━━━ DATA UNDER STUDY

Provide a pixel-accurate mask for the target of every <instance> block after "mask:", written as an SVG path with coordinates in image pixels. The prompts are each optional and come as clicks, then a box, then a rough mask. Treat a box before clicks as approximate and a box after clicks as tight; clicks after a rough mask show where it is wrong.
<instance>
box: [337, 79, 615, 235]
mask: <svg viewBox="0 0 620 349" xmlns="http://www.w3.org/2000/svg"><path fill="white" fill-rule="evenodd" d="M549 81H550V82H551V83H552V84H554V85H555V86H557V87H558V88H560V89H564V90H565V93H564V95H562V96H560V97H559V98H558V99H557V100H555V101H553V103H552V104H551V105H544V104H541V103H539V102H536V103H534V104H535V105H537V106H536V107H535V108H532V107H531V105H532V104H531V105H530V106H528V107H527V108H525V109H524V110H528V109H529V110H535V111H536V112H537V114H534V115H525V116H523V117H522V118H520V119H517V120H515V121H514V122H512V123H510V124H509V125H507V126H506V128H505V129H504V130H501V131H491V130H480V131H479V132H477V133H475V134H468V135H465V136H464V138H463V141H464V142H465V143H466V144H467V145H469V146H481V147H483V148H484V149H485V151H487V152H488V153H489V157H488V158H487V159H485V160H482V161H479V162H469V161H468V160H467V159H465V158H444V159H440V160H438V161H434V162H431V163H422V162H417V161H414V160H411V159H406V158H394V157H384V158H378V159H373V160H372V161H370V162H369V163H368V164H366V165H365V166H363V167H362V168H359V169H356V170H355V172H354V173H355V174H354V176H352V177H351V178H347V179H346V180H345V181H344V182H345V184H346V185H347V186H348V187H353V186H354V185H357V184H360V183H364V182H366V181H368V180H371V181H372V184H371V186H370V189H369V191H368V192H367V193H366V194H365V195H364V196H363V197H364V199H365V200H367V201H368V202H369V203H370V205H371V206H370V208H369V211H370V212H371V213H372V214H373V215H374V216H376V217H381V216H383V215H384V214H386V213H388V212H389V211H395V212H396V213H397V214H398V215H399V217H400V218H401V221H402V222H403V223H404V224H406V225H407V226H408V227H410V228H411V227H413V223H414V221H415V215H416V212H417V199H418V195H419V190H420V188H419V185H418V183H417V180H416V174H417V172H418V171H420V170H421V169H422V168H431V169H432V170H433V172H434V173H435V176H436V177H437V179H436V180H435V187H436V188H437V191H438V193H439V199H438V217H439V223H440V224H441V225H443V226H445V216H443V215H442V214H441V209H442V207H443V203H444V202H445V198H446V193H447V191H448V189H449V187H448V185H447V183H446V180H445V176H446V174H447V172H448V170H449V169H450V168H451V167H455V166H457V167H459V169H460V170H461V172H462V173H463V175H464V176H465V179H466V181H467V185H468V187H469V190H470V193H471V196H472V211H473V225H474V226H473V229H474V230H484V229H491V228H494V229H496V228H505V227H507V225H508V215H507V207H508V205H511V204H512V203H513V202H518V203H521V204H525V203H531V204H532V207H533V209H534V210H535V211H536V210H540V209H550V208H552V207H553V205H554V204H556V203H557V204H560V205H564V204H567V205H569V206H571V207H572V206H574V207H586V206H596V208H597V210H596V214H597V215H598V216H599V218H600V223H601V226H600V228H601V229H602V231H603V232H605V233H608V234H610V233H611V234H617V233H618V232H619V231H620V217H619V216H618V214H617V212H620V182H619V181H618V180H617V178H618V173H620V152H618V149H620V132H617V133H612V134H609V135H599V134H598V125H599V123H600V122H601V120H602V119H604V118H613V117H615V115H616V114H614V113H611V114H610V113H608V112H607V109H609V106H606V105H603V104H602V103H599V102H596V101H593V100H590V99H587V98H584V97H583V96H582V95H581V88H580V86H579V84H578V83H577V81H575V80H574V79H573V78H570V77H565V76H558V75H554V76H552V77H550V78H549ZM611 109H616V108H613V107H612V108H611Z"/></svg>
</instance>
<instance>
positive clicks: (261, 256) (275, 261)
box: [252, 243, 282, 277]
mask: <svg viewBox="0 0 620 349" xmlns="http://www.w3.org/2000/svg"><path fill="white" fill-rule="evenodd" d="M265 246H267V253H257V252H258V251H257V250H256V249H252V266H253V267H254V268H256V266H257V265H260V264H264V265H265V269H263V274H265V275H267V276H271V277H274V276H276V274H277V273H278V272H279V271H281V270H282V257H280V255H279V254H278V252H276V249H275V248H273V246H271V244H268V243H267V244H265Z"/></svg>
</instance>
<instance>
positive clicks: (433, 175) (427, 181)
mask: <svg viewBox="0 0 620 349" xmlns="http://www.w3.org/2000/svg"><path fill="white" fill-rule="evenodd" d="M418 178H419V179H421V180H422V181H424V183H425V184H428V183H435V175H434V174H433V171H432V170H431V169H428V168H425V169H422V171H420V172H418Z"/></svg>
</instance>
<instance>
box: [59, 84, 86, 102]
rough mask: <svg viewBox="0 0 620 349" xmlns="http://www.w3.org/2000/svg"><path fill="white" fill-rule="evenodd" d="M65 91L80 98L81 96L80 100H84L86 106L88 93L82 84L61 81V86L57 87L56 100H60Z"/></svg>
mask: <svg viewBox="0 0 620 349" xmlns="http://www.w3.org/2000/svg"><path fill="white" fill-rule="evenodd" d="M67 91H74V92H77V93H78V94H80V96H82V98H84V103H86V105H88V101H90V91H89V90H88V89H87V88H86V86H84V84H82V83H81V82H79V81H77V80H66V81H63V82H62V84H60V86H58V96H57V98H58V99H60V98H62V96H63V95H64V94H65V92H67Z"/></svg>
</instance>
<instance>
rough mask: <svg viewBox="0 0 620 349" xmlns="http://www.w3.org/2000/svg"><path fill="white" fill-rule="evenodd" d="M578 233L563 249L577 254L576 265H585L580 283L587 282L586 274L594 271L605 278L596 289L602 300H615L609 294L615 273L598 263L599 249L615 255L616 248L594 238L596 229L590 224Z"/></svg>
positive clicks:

━━━━━━

JOB |
Copy every entry above verbatim, line by line, without altering anything.

SOLUTION FOR THIS TASK |
Provide a pixel-accurate mask for the target of every <instance> block after "mask:", written as an SVG path with coordinates in image pixels. The prompts are each optional and come as clicks, then a box, then a rough mask. Treat a box before clicks as approximate and a box after clicks as tight; clicks after a rough mask show where it is wrong.
<instance>
box: [337, 79, 615, 235]
mask: <svg viewBox="0 0 620 349" xmlns="http://www.w3.org/2000/svg"><path fill="white" fill-rule="evenodd" d="M549 81H550V82H551V83H552V84H554V85H555V86H557V87H558V88H560V89H564V90H565V93H564V95H562V96H560V97H559V98H558V99H557V100H555V101H553V103H552V104H551V105H544V104H541V103H539V102H536V103H534V104H535V105H537V106H536V107H535V108H532V107H531V105H532V104H531V105H530V106H528V107H527V108H525V109H524V110H528V109H529V110H535V111H536V112H537V114H534V115H525V116H523V117H522V118H520V119H517V120H515V121H514V122H512V123H510V124H509V125H507V126H506V128H505V129H504V130H501V131H491V130H480V131H479V132H477V133H475V134H468V135H465V136H464V138H463V141H464V142H465V143H466V144H467V145H469V146H481V147H483V148H484V149H485V151H487V152H488V153H489V157H488V158H487V159H485V160H482V161H479V162H469V161H468V160H467V159H465V158H444V159H440V160H438V161H434V162H431V163H422V162H417V161H414V160H411V159H406V158H394V157H384V158H378V159H373V160H372V161H370V162H369V163H368V164H366V165H365V166H363V167H362V168H359V169H356V170H355V172H354V173H355V174H354V176H352V177H351V178H347V179H346V180H345V181H344V182H345V184H346V185H347V186H348V187H353V186H354V185H357V184H360V183H364V182H366V181H368V180H371V181H372V184H371V186H370V189H369V191H368V192H367V193H366V194H365V195H364V196H363V197H364V199H365V200H367V201H368V202H369V203H370V205H371V206H370V208H369V211H370V212H371V213H372V214H373V215H374V216H376V217H381V216H383V215H384V214H386V213H388V212H389V211H395V212H396V213H397V214H398V215H399V217H400V218H401V221H402V222H403V223H404V224H406V225H407V226H408V227H410V228H411V227H413V223H414V221H415V215H416V212H417V199H418V195H419V190H420V188H419V185H418V183H417V180H416V174H417V172H418V171H420V170H421V169H422V168H431V169H432V170H433V172H434V173H435V176H436V177H437V179H436V180H435V187H436V188H437V191H438V193H439V199H438V217H439V223H440V224H441V225H443V226H445V216H443V215H442V214H441V209H442V207H443V203H444V202H445V198H446V193H447V191H448V189H449V187H448V185H447V183H446V180H445V176H446V174H447V172H448V170H449V169H450V168H451V167H455V166H457V167H459V169H460V170H461V172H462V173H463V175H464V176H465V179H466V181H467V185H468V187H469V190H470V193H471V196H472V211H473V225H474V226H473V229H474V230H484V229H491V228H494V229H496V228H505V227H507V225H508V215H507V207H508V205H511V204H512V203H513V202H518V203H521V204H525V203H531V204H532V207H533V209H534V210H535V211H536V210H540V209H550V208H552V207H553V205H554V204H556V203H557V204H560V205H564V204H567V205H569V206H571V207H572V206H574V207H586V206H596V208H597V210H596V214H597V215H598V216H599V218H600V223H601V226H600V228H601V229H602V231H603V232H605V233H608V234H610V233H611V234H617V233H618V232H619V231H620V217H619V216H618V214H617V212H620V182H619V181H618V180H617V178H618V173H620V152H618V149H620V132H617V133H612V134H609V135H599V134H598V125H599V123H600V122H601V120H602V119H604V118H613V117H615V115H616V114H614V113H611V114H610V113H608V112H607V109H609V106H606V105H603V104H602V103H599V102H596V101H593V100H590V99H587V98H584V97H583V96H582V95H581V88H580V86H579V84H578V83H577V81H575V80H574V79H573V78H570V77H565V76H558V75H554V76H552V77H550V78H549ZM611 109H616V108H613V107H612V108H611Z"/></svg>
</instance>
<instance>
positive clicks: (261, 256) (275, 261)
box: [252, 243, 282, 277]
mask: <svg viewBox="0 0 620 349" xmlns="http://www.w3.org/2000/svg"><path fill="white" fill-rule="evenodd" d="M265 246H267V253H257V252H258V251H257V250H256V249H252V266H253V267H254V268H256V266H257V265H260V264H264V265H265V269H263V274H265V275H267V276H271V277H274V276H276V274H277V273H278V272H279V271H281V270H282V257H280V255H279V254H278V252H276V249H275V248H273V246H271V244H268V243H267V244H265Z"/></svg>
</instance>
<instance>
positive clicks: (433, 175) (427, 181)
mask: <svg viewBox="0 0 620 349" xmlns="http://www.w3.org/2000/svg"><path fill="white" fill-rule="evenodd" d="M418 178H419V179H421V180H422V181H424V183H425V184H428V183H435V175H434V174H433V171H432V170H431V169H428V168H425V169H422V171H420V172H418Z"/></svg>
</instance>
<instance>
box: [59, 84, 86, 102]
rough mask: <svg viewBox="0 0 620 349" xmlns="http://www.w3.org/2000/svg"><path fill="white" fill-rule="evenodd" d="M65 91L80 98L81 96L80 100H84L86 106L88 93L82 84L61 81V86L57 87L56 100H60Z"/></svg>
mask: <svg viewBox="0 0 620 349" xmlns="http://www.w3.org/2000/svg"><path fill="white" fill-rule="evenodd" d="M67 91H74V92H77V93H78V94H80V96H82V98H84V103H86V105H88V101H90V91H89V90H88V89H87V88H86V86H84V84H82V83H81V82H79V81H77V80H66V81H63V82H62V84H60V86H58V96H57V98H58V99H60V98H62V96H63V95H64V94H65V92H67Z"/></svg>
</instance>
<instance>
rough mask: <svg viewBox="0 0 620 349" xmlns="http://www.w3.org/2000/svg"><path fill="white" fill-rule="evenodd" d="M578 233L563 249L577 254L576 265H585L580 283L587 282L586 274L594 271L605 278L596 289L602 300H615L609 294L615 273L598 263L599 249L615 255L616 248L594 238L596 229L590 224Z"/></svg>
positive clicks:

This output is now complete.